WHAT IS REQUIRED: Copy everything from the start of the records down to the line with "<point>155,126</point>", swapping "decaying plant matter" for "rotting plant matter" and changing nothing else. Leave the pictures out.

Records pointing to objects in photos
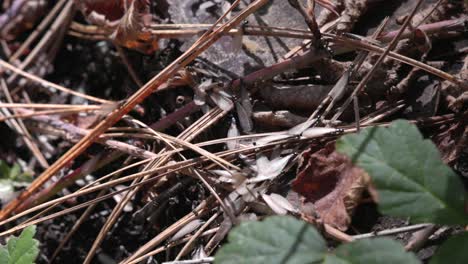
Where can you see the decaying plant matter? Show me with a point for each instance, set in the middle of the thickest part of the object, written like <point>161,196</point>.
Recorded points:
<point>155,126</point>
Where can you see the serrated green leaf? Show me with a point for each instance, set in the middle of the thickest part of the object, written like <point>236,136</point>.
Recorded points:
<point>369,251</point>
<point>275,240</point>
<point>21,250</point>
<point>408,173</point>
<point>283,239</point>
<point>452,251</point>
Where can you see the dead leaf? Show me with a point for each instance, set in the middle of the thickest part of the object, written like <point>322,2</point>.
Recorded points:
<point>111,9</point>
<point>131,32</point>
<point>332,183</point>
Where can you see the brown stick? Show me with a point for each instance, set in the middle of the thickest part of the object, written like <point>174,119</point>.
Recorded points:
<point>128,105</point>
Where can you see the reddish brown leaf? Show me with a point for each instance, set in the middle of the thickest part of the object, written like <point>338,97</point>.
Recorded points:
<point>131,31</point>
<point>110,9</point>
<point>332,183</point>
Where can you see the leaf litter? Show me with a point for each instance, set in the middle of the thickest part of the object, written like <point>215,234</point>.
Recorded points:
<point>254,118</point>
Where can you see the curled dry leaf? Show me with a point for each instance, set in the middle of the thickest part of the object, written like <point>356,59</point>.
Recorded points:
<point>269,169</point>
<point>332,183</point>
<point>126,22</point>
<point>131,31</point>
<point>111,10</point>
<point>233,132</point>
<point>278,203</point>
<point>187,229</point>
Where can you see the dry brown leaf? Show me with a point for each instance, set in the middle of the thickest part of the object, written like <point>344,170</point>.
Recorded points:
<point>332,183</point>
<point>111,9</point>
<point>20,16</point>
<point>131,31</point>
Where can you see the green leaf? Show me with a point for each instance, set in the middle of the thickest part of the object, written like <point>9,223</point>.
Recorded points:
<point>21,250</point>
<point>283,239</point>
<point>275,240</point>
<point>453,251</point>
<point>408,173</point>
<point>378,250</point>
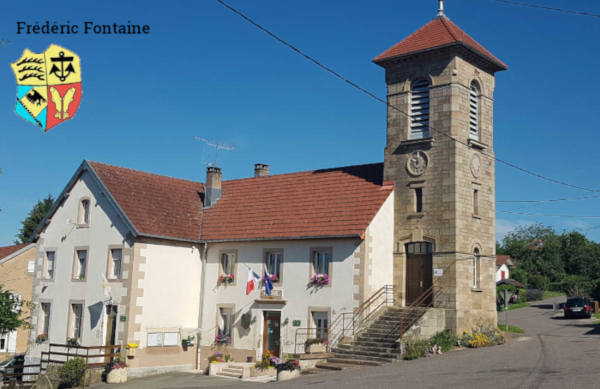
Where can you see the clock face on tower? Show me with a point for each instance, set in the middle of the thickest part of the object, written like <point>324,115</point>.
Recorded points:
<point>417,163</point>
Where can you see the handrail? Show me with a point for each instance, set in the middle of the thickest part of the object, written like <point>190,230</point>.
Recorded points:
<point>420,302</point>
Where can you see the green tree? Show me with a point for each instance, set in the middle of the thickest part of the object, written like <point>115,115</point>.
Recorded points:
<point>35,216</point>
<point>10,312</point>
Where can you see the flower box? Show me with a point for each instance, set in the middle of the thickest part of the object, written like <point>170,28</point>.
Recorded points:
<point>117,376</point>
<point>316,348</point>
<point>287,375</point>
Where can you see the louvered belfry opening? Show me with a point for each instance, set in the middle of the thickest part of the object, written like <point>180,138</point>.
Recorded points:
<point>419,109</point>
<point>474,111</point>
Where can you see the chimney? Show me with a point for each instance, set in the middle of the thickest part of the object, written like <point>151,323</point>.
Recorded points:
<point>212,189</point>
<point>261,170</point>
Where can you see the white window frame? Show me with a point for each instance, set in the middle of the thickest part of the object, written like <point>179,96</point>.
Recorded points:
<point>419,109</point>
<point>476,268</point>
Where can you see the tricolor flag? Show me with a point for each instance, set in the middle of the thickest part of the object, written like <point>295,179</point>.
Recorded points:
<point>268,283</point>
<point>251,277</point>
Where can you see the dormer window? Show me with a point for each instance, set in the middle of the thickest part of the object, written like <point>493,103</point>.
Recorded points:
<point>474,111</point>
<point>84,213</point>
<point>419,109</point>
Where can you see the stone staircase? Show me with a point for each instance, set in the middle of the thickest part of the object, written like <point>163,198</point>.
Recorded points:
<point>378,344</point>
<point>231,372</point>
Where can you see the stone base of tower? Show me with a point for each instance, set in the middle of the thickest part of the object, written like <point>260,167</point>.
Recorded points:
<point>466,305</point>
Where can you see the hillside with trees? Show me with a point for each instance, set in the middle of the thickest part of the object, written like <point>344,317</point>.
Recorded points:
<point>545,260</point>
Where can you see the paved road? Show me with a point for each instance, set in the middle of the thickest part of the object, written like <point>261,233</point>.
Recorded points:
<point>554,353</point>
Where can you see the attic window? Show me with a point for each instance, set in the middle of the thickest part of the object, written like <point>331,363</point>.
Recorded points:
<point>419,109</point>
<point>84,213</point>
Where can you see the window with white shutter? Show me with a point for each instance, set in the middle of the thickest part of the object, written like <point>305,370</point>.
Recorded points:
<point>474,111</point>
<point>419,109</point>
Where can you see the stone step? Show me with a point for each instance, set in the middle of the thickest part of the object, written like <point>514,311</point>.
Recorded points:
<point>360,347</point>
<point>364,357</point>
<point>229,375</point>
<point>233,370</point>
<point>361,362</point>
<point>366,354</point>
<point>367,343</point>
<point>333,366</point>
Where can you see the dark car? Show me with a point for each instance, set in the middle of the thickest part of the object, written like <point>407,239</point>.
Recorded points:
<point>10,366</point>
<point>578,307</point>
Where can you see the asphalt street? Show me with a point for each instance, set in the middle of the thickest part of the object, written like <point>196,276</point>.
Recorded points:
<point>553,353</point>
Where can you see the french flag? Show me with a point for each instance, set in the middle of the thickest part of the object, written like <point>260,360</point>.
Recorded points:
<point>252,276</point>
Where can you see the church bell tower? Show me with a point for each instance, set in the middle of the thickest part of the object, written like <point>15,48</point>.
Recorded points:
<point>439,152</point>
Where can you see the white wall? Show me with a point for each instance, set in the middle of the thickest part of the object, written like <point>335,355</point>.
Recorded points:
<point>171,284</point>
<point>298,295</point>
<point>380,247</point>
<point>500,270</point>
<point>62,235</point>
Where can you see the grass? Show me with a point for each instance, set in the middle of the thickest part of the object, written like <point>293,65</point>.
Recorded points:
<point>549,294</point>
<point>511,328</point>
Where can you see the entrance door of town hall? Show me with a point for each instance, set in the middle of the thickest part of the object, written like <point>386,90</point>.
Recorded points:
<point>271,332</point>
<point>419,270</point>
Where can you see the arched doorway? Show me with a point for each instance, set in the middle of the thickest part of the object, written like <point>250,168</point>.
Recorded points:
<point>419,270</point>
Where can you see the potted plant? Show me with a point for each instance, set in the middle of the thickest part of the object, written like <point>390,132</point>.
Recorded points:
<point>131,347</point>
<point>288,370</point>
<point>41,338</point>
<point>72,342</point>
<point>320,279</point>
<point>315,345</point>
<point>116,372</point>
<point>226,278</point>
<point>222,339</point>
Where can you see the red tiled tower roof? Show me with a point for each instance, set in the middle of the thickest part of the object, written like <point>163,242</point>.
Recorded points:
<point>439,32</point>
<point>330,202</point>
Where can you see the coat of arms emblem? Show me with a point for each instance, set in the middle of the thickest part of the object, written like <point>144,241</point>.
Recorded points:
<point>48,86</point>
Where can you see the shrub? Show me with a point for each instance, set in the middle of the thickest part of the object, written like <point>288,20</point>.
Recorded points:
<point>446,340</point>
<point>481,336</point>
<point>72,372</point>
<point>534,294</point>
<point>415,348</point>
<point>538,281</point>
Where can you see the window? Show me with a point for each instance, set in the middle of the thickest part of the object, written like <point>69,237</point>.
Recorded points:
<point>321,324</point>
<point>476,268</point>
<point>76,321</point>
<point>419,200</point>
<point>228,263</point>
<point>474,111</point>
<point>44,323</point>
<point>84,212</point>
<point>116,260</point>
<point>321,261</point>
<point>79,270</point>
<point>226,322</point>
<point>49,262</point>
<point>273,260</point>
<point>419,109</point>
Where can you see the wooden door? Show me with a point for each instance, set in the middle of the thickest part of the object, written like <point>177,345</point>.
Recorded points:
<point>111,328</point>
<point>419,270</point>
<point>271,332</point>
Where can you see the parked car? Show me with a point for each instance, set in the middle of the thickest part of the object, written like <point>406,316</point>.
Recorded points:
<point>12,365</point>
<point>578,307</point>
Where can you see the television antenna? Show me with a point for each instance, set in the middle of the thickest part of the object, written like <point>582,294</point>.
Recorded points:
<point>217,145</point>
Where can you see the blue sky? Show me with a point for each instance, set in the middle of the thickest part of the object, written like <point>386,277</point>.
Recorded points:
<point>202,71</point>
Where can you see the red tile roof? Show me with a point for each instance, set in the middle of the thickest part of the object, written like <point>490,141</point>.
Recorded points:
<point>439,32</point>
<point>8,250</point>
<point>502,259</point>
<point>156,205</point>
<point>331,202</point>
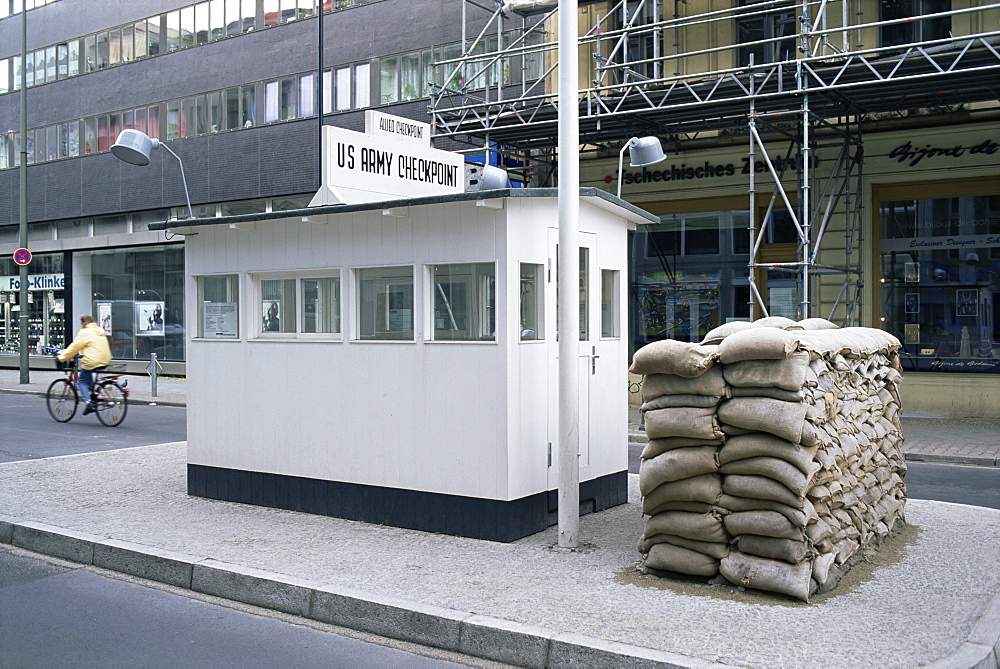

SOLVED EXERCISE:
Where can you see the rotting plant matter? Show me with a point for each instance, set in the middle of the thickest part of the object, written like <point>161,196</point>.
Recorded points:
<point>155,126</point>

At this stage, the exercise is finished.